§ **YOUR TASKS**:
**A)** According to the essay about Fred and Ed, which state was Fred originally from?
**B)** Reproduce the passage of the Fred and Ed essay that opens with the words containing "It was more" and closes with "for the arts.".
─── DOCUMENT SEGMENT ───
The Ballad of Fred and Ed

I had friends–Fred and Ed.   These were their real names and this is a true story.   As odd products of fate and circumstance both men orbited each other for several decades.   Both men were spawned from different backgrounds, and held very different political values.   Oddly, while both men pursued life from different points of view they cultivated similar passions and similar sensibilities and on a more abstract level held similar perceptions of the essence of life.   Life was art, and life was adventure.  Life was only realized through passion and when the passion died the party was over.

Fred was originally from Arizona from modest working class, solid English stock.  He went to public school, did a stint in the Navy and then in the late fifties, early sixties as his Marxist or Socialist views started to galvanize, he crossed the pond where he lived for over a decade.   He spent time in Paris and resided for awhile in Ireland and Switzerland.  He did his share of rabble rousing, an activist from top to bottom.  He promoted civil rights and and socialist doctrine.   He was arrested on occasion and spent brief time in jail.  Didn’t matter all that much.  Fred was never the sort to believe he and his politics existed on some exalted or transcendental level.  He was a blue collar guy at a near genius level who knew any gains were made through the nuts and bolts and all its  incumbent vicissitudes.  You didn’t whine about your plight against the forces that be.  You bled for it.

It was more than probable that he served as a bag man for various left wing groups, including the IRA.    From what I was told he was on more security watch  lists than Trotsky.  Hence the trips and the residence in Switzerland.   He also made films, art films on noted subjects, a couple of them low budget productions based on the work of vaunted authors.   As a kid, either in high school or college, I saw two of them at the Philadelphia Art Theaters, never thinking I would later cross paths with one of the writers and producers.   The films themselves were  decent enough as Fred and company did their best to stay true to the material.  Fred loved the arts and as an artist himself he was a defender.  Even his politics wouldn’t supersede his love for the arts.
─── DATA SECTION ───
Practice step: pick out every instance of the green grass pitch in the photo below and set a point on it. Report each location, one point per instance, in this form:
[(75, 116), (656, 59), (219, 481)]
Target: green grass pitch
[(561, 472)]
───
§ **FINAL ANSWERS**:
**A)** Arizona

**B)**
It was more than probable that he served as a bag man for various left wing groups, including the IRA.    From what I was told he was on more security watch  lists than Trotsky.  Hence the trips and the residence in Switzerland.   He also made films, art films on noted subjects, a couple of them low budget productions based on the work of vaunted authors.   As a kid, either in high school or college, I saw two of them at the Philadelphia Art Theaters, never thinking I would later cross paths with one of the writers and producers.   The films themselves were  decent enough as Fred and company did their best to stay true to the material.  Fred loved the arts and as an artist himself he was a defender.  Even his politics wouldn’t supersede his love for the arts.